[Natural-language object grounding data]
........
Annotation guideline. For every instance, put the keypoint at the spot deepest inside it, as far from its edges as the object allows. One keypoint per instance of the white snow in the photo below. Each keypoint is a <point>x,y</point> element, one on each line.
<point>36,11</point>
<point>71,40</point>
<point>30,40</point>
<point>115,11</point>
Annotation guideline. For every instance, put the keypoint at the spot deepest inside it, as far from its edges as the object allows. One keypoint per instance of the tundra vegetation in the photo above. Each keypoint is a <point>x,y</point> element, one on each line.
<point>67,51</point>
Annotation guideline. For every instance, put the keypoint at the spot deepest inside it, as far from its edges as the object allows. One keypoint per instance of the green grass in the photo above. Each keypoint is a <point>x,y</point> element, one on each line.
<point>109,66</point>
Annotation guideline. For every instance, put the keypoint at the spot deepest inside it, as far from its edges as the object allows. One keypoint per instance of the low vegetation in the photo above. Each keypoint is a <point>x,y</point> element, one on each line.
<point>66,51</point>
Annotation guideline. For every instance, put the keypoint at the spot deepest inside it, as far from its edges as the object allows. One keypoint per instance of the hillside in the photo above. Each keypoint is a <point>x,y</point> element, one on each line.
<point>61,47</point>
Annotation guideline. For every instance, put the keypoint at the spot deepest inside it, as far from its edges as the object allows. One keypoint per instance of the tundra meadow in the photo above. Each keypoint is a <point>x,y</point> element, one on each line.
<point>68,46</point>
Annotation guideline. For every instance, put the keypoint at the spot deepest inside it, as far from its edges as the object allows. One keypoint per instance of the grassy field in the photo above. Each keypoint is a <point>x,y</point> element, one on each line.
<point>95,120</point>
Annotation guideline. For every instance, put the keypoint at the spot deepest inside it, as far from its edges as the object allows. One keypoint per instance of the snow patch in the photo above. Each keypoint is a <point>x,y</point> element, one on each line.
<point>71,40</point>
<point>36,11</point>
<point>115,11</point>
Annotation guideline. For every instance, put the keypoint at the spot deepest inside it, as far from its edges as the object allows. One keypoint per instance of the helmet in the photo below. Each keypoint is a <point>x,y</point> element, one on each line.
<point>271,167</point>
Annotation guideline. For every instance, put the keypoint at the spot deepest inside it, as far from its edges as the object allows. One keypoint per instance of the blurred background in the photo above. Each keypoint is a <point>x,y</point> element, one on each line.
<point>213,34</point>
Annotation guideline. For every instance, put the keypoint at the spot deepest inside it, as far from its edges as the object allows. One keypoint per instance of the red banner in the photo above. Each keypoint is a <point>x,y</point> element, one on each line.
........
> [Exercise goal] Set down the entries again exactly as they are.

> [Response area]
Annotation guideline. For every instance, put the keypoint at the spot deepest inside it, as far from its edges as the object allows. One keypoint per instance of the white snow in the photo below. Each keypoint is a <point>x,y</point> element, one on each line.
<point>36,11</point>
<point>71,40</point>
<point>30,40</point>
<point>115,11</point>
Annotation guideline. For every instance, put the keypoint at the spot deepest inside it, as far from its edges as the object allows. One keypoint per instance of the tundra vegetation in the photo above. Each keypoint is a <point>x,y</point> element, one on each line.
<point>67,51</point>
Annotation guideline. For every instance, put the keypoint at the spot deepest inside it, as far from its edges as the object allows. One keypoint per instance of the green grass in the photo above. Each keypoint is a <point>x,y</point> element, one on each line.
<point>109,66</point>
Annotation guideline. For every instance, put the keypoint at the spot deepest inside it, as far from its edges as the object allows. One keypoint per instance of the low vegetation in the photo above. Each keypoint is a <point>x,y</point> element, one on each line.
<point>66,51</point>
Annotation guideline. For every instance, put the keypoint at the spot deepest inside it, as far from its edges as the object allows. One keypoint per instance of the hillside in the photo above. Each keypoint is a <point>x,y</point> element, one on each line.
<point>61,47</point>
Annotation guideline. For every instance, put the keypoint at the spot deepest inside it, as far from its edges as the object allows. One keypoint per instance of the tundra meadow in the photo above. Each keypoint is a <point>x,y</point> element, one on each line.
<point>68,46</point>
Annotation guideline. For every instance, put the keypoint at the spot deepest inside it, as far from its edges as the object allows. One keypoint per instance of the grassy field in the photo above. Each keypoint is a <point>x,y</point> element, one on each line.
<point>95,120</point>
Annotation guideline. For every instance, put the keypoint at the spot deepest inside it, as far from its edges as the object allows. One keypoint per instance of the snow patch in the photo above. Each keypoint is a <point>x,y</point> element, one on each line.
<point>71,40</point>
<point>36,11</point>
<point>115,11</point>
Annotation guideline. For every instance, put the keypoint at the spot deepest inside it, as far from its edges as the object allows. One keypoint per instance of the helmet in the photo below. Each keypoint is a <point>x,y</point> element, one on each line.
<point>271,167</point>
Annotation guideline. For every instance, put the keypoint at the spot deepest inside it, as far from its edges as the object allows. One keypoint per instance of the blurred background in the photo above. Each keypoint is a <point>x,y</point> element, one on each line.
<point>213,34</point>
Annotation guideline. For every instance, put the keypoint at the spot deepest inside it, as far from its edges as the object allows. One keypoint per instance of the red banner in the photo above. Each keypoint is a <point>x,y</point> element, one on each line.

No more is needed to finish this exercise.